Requirement: Write out every row below as a numbered list, leaving out blank lines.

Records:
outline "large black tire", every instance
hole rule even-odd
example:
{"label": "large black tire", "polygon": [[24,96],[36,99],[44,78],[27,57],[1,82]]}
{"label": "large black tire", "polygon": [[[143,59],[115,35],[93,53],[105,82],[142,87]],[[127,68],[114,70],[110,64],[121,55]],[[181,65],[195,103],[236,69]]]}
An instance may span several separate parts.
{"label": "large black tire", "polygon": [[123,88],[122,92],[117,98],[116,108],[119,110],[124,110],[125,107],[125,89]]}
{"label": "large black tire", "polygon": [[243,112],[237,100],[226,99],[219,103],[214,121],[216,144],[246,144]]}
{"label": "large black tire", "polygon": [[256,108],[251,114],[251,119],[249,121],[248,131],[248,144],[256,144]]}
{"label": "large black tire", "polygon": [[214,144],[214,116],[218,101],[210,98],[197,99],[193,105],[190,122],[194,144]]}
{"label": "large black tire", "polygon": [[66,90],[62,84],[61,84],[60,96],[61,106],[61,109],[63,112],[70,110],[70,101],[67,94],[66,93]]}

Finished answer:
1. outline "large black tire", every instance
2. hole rule even-odd
3. example:
4. {"label": "large black tire", "polygon": [[24,96],[36,99],[44,78],[27,57],[1,82]]}
5. {"label": "large black tire", "polygon": [[[143,59],[115,35],[93,53],[105,82],[142,87]],[[127,68],[114,70],[110,64],[121,55]],[[181,65],[195,103],[236,69]]]}
6. An instance may span several separate parts.
7. {"label": "large black tire", "polygon": [[123,88],[122,92],[117,98],[116,108],[119,110],[124,110],[125,107],[125,89]]}
8. {"label": "large black tire", "polygon": [[243,112],[237,100],[226,99],[219,103],[214,121],[216,144],[246,144]]}
9. {"label": "large black tire", "polygon": [[256,108],[251,114],[251,119],[249,121],[248,131],[248,144],[256,144]]}
10. {"label": "large black tire", "polygon": [[214,144],[214,116],[218,101],[210,98],[197,99],[193,105],[190,122],[194,144]]}
11. {"label": "large black tire", "polygon": [[66,90],[62,84],[61,84],[60,96],[61,106],[61,109],[63,112],[70,110],[70,101],[67,94],[66,93]]}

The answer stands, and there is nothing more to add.